# Task requirements
Where does the string "front" occur in the entries below? Copy every line where it does.

# Data for this task
==========
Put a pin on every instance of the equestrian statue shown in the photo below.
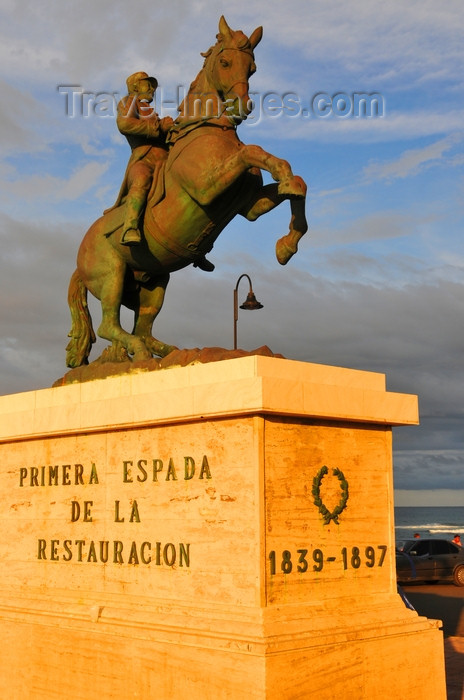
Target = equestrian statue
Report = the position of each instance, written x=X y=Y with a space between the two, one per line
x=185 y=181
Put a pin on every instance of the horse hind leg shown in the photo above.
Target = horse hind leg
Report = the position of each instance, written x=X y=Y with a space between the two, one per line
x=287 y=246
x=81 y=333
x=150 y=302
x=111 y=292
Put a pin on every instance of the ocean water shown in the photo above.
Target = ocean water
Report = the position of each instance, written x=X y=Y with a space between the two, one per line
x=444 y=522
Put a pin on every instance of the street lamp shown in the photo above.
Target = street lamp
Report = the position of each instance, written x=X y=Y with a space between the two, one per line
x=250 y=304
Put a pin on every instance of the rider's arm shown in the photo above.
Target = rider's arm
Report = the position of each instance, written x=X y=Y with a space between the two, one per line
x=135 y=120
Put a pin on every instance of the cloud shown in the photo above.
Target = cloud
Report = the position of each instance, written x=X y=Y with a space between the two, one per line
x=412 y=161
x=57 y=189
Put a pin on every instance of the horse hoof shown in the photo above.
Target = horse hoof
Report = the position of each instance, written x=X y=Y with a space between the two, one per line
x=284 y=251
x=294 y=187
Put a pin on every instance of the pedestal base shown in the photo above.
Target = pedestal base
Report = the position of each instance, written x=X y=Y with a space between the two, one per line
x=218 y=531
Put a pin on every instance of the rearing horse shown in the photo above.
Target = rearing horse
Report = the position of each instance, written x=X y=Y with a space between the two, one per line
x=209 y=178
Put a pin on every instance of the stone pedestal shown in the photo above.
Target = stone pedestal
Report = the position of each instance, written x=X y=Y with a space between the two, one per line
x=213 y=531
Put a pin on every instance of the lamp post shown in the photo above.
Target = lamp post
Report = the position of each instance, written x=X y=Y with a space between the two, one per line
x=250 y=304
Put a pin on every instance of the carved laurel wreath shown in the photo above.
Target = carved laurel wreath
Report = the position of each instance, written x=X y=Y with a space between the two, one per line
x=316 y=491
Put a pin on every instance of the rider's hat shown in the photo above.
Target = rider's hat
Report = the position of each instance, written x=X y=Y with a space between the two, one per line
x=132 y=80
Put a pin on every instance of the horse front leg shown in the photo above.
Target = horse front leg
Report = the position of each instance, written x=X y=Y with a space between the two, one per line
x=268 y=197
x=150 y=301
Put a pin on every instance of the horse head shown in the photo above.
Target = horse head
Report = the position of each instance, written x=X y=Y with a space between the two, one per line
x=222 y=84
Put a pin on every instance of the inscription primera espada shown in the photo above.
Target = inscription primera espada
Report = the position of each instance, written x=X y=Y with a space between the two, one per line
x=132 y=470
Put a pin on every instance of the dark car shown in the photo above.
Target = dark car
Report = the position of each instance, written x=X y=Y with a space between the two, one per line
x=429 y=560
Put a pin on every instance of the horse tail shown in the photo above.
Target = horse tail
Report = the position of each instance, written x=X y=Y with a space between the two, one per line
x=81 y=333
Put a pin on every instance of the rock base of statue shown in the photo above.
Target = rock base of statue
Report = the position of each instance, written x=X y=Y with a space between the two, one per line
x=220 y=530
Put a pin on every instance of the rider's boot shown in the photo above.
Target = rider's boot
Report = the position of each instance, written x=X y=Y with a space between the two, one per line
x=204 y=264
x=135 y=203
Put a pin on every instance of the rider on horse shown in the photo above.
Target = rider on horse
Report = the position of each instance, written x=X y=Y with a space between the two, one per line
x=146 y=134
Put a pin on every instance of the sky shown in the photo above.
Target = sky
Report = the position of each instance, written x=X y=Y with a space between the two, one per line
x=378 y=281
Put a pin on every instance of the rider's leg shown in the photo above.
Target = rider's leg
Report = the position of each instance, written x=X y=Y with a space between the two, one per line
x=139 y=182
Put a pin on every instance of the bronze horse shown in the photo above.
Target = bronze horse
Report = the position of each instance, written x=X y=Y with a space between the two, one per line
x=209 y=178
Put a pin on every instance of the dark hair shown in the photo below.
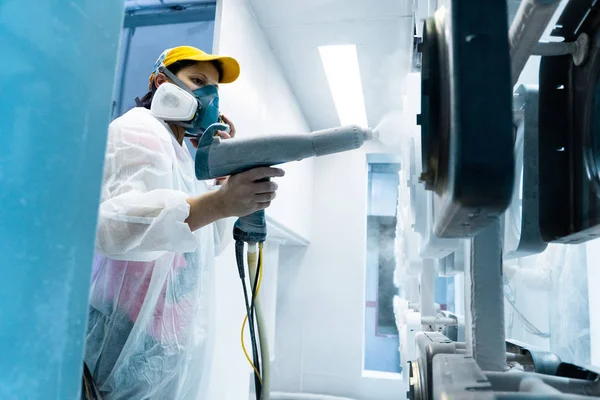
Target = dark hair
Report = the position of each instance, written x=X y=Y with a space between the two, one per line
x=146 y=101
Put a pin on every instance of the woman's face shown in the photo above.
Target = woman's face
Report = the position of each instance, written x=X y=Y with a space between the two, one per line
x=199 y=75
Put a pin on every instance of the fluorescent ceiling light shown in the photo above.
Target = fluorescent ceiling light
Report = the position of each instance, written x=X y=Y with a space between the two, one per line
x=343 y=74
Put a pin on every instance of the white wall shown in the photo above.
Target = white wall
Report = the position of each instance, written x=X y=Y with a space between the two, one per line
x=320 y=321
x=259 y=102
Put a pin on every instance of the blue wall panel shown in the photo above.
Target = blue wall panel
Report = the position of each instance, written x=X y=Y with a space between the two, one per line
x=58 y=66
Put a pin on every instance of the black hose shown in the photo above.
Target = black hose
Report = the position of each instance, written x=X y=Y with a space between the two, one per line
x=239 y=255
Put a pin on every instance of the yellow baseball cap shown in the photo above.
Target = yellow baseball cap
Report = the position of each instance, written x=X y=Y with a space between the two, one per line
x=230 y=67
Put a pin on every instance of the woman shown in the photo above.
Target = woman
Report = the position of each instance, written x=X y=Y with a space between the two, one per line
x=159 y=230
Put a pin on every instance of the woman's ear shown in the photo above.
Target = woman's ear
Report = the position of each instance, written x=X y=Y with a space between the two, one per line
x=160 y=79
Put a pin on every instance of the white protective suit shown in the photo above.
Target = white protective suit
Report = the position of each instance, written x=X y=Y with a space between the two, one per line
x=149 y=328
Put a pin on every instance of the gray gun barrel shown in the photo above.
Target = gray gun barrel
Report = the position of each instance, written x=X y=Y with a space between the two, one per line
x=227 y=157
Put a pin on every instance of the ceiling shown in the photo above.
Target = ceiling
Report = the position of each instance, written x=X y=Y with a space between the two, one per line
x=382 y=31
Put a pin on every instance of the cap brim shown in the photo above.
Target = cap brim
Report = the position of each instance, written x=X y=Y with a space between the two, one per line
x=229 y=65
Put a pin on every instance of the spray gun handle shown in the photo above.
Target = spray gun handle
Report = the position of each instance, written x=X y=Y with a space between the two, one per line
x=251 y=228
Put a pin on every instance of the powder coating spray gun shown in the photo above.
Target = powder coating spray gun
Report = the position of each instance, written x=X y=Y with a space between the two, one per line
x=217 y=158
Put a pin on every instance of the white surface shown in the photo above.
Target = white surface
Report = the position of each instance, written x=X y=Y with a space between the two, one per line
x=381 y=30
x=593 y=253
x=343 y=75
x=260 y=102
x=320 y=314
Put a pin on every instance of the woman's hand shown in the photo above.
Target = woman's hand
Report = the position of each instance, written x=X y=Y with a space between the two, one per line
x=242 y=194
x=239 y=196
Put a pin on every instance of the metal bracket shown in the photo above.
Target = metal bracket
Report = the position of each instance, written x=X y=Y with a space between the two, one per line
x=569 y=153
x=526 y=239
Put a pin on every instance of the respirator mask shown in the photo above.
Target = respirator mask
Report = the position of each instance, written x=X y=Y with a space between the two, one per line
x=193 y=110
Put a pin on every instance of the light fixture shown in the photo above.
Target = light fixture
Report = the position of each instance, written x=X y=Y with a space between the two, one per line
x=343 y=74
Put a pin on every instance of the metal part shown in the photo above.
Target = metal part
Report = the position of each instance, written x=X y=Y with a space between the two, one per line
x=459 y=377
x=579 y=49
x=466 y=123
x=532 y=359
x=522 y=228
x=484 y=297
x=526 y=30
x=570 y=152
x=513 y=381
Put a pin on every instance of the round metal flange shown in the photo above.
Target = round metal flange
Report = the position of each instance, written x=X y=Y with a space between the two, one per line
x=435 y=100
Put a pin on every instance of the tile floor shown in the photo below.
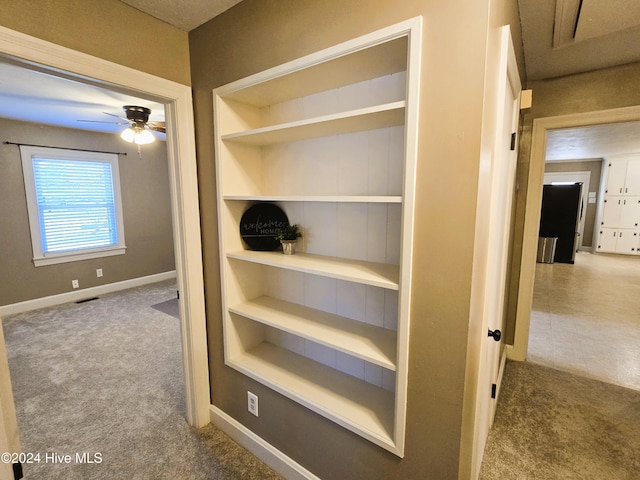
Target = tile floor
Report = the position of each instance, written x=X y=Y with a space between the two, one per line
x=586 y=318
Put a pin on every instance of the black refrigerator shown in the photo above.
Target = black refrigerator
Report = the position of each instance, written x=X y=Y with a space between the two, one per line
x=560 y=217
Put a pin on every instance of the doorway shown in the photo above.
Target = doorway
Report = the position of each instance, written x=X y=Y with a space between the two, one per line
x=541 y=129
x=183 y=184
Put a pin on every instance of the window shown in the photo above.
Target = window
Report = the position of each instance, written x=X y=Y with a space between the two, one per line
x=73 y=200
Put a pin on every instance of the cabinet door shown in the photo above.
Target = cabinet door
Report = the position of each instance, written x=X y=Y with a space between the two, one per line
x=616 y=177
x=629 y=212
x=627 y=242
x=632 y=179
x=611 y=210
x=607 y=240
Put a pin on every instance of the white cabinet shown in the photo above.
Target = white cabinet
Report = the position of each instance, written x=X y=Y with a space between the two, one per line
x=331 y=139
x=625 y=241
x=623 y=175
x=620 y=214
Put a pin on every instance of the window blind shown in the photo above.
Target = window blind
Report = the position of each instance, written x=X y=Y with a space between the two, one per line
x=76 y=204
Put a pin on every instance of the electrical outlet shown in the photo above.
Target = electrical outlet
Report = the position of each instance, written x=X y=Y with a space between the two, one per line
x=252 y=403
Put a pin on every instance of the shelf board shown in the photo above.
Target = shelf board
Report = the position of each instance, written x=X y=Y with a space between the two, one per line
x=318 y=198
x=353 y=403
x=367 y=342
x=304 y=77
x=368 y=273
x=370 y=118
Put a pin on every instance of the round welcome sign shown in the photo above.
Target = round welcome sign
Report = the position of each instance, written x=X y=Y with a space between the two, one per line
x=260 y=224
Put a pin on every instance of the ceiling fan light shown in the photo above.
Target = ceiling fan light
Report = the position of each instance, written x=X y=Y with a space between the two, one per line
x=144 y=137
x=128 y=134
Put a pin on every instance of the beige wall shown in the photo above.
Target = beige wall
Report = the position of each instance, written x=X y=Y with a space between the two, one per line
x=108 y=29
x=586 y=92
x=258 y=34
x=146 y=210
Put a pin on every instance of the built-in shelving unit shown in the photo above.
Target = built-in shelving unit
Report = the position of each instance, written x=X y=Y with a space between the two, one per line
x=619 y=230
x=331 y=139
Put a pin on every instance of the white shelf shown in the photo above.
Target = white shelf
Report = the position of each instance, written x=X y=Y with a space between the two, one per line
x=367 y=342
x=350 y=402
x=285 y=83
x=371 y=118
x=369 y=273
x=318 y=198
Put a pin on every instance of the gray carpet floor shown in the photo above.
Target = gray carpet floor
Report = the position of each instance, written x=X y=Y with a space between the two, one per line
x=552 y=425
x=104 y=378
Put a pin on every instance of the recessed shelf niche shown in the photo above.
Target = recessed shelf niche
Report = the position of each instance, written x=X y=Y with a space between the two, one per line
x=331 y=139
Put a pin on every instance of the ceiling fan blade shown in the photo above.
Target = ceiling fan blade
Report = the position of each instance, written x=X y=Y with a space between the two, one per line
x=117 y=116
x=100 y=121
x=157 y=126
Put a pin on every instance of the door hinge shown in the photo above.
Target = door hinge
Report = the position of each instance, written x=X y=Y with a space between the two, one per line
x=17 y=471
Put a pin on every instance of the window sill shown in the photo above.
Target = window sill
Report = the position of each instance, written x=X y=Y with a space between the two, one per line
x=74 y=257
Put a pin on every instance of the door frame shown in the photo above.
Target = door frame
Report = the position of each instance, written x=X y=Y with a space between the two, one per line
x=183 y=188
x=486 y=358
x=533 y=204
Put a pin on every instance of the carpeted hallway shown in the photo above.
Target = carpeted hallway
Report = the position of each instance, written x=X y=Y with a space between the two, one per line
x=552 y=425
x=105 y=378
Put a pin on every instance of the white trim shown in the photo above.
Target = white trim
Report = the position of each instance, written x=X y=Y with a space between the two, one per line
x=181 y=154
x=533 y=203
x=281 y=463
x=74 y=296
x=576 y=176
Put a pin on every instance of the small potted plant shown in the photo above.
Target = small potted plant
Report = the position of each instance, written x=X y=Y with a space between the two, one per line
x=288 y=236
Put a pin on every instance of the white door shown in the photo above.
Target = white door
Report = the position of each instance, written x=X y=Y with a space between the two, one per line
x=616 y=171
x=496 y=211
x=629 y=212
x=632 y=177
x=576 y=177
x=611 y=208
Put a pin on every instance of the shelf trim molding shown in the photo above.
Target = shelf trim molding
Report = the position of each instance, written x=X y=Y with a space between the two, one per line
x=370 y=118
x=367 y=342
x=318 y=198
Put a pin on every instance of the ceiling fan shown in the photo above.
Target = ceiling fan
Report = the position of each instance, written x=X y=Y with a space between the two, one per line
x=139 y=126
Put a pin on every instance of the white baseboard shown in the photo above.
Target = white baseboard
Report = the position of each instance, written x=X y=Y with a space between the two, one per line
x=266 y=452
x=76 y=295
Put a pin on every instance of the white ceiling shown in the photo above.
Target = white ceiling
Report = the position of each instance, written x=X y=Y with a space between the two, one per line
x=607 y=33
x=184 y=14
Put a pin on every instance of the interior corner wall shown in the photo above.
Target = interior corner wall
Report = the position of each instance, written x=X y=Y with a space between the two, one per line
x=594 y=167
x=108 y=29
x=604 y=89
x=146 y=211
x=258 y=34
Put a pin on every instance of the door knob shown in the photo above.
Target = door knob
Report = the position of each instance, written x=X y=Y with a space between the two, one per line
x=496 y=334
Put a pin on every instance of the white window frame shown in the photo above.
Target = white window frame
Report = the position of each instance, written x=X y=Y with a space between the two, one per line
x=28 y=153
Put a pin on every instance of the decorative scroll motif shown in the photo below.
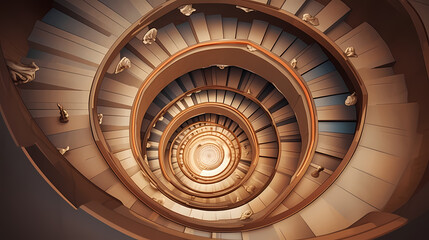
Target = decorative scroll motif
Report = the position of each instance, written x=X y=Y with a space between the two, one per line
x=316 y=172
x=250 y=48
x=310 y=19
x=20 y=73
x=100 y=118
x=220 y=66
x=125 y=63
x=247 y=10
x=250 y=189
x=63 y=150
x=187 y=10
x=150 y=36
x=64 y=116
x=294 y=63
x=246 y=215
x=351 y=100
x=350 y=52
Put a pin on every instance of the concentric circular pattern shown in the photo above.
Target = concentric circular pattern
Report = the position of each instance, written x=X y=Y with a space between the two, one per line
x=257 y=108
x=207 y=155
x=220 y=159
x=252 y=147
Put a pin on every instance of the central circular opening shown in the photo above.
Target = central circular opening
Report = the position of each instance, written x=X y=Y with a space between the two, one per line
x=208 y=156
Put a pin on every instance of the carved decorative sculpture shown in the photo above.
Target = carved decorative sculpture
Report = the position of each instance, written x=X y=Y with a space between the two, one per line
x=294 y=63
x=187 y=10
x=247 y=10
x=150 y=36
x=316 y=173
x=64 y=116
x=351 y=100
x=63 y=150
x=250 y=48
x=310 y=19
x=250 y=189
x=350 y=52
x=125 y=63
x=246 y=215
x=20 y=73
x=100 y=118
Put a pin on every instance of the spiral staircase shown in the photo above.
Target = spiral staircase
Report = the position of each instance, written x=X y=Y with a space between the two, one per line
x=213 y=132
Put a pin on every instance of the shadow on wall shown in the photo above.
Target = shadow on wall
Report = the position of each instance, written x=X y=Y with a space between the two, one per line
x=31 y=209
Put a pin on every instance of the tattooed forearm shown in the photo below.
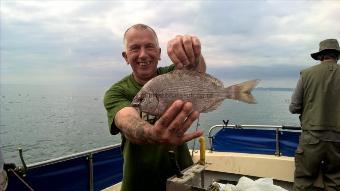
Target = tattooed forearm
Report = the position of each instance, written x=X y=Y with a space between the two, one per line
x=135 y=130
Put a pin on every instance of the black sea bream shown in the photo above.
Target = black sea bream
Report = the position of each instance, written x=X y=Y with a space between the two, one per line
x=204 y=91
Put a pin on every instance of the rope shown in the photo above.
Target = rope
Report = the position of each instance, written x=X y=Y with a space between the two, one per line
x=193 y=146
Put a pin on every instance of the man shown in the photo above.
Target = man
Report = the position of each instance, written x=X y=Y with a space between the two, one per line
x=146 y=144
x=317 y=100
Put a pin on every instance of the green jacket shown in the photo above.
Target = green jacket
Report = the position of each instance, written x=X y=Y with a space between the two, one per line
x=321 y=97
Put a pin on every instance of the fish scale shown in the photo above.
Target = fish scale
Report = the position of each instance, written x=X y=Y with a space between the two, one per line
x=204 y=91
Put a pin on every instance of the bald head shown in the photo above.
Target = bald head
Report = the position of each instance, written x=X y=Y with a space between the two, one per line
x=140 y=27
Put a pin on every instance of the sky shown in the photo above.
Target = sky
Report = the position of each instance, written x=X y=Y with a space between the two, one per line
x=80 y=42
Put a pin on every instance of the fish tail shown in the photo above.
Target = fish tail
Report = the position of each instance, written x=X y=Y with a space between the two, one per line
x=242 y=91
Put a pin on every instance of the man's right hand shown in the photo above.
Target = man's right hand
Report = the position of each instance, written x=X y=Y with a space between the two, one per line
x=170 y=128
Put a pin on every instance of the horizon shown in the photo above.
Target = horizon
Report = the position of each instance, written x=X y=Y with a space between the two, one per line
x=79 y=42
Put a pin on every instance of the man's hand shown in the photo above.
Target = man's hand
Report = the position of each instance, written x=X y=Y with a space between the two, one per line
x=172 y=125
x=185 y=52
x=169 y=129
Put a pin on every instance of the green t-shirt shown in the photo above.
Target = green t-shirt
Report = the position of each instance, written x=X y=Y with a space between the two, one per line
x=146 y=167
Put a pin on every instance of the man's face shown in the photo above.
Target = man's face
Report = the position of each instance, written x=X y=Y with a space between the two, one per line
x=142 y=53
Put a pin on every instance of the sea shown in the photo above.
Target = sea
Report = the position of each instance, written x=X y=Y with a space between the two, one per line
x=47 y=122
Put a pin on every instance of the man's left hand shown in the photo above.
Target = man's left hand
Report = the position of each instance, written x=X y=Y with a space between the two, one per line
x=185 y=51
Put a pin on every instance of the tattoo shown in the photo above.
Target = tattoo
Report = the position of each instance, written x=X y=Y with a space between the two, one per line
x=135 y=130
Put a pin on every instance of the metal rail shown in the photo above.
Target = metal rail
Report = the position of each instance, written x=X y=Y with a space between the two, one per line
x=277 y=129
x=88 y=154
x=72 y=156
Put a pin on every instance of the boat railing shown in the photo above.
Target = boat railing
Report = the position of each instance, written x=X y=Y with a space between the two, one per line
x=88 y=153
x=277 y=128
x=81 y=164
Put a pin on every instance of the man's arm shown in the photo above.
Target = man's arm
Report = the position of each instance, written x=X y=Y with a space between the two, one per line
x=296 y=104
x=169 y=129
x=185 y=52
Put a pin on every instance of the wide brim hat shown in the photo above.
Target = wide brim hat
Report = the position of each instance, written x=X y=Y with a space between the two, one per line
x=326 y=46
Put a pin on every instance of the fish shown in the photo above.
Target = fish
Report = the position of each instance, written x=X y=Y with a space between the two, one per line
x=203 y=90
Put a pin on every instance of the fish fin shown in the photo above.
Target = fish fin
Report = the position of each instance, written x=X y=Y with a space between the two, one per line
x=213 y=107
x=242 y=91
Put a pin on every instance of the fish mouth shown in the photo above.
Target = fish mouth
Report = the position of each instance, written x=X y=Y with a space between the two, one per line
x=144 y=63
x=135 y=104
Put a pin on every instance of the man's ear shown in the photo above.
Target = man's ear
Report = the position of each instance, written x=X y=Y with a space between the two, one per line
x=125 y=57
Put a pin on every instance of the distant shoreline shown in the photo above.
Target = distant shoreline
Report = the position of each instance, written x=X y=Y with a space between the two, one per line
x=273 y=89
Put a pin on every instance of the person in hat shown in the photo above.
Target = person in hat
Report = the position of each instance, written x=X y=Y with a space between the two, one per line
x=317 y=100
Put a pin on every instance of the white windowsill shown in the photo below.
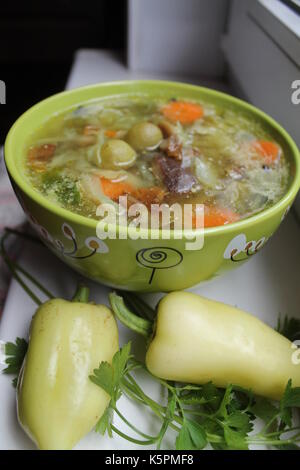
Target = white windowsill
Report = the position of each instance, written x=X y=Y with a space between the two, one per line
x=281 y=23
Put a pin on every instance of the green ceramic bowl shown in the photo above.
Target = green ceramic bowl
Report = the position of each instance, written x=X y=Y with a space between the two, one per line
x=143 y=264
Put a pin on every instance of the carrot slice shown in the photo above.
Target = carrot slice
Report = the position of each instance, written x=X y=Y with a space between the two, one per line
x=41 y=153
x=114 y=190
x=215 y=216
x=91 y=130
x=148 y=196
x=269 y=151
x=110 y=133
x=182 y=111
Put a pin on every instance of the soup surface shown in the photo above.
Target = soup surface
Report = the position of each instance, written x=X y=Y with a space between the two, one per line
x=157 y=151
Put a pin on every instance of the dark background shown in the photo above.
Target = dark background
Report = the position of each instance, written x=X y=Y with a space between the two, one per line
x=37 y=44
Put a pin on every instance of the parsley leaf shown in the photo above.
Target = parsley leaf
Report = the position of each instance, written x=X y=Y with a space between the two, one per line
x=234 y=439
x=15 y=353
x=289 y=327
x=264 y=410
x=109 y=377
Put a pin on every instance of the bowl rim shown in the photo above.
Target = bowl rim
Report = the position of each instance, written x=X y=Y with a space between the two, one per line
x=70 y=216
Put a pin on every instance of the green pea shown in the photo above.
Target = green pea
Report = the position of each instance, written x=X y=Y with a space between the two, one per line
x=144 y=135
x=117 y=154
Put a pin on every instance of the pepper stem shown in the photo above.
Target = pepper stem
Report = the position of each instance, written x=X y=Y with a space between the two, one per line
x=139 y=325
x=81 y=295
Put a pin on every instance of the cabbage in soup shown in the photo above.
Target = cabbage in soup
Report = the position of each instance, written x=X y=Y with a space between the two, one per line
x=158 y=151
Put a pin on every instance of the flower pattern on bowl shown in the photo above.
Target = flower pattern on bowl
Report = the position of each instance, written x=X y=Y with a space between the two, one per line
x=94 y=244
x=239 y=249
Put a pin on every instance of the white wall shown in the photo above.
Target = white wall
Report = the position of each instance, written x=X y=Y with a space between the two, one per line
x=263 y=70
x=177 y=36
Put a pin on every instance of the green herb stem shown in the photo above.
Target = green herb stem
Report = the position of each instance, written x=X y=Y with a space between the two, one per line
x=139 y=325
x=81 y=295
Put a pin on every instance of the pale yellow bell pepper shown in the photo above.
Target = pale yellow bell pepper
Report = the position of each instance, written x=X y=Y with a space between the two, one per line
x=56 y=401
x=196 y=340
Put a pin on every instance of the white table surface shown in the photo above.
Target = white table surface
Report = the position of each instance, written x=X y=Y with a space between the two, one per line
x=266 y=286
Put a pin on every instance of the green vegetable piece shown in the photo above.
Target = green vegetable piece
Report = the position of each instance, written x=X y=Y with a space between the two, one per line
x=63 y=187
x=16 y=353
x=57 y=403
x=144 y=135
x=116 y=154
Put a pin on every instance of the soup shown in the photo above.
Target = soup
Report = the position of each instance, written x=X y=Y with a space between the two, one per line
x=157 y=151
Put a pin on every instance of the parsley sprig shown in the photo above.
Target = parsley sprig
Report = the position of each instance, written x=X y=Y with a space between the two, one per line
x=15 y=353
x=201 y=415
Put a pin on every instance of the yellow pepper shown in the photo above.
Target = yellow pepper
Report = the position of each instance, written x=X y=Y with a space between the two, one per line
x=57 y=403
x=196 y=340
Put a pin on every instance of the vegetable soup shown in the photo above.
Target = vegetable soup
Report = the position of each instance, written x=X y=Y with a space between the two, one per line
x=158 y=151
==========
# Response to the exercise
Put a pin on every instance of the horse front leg shown in the photo above.
Target = horse front leg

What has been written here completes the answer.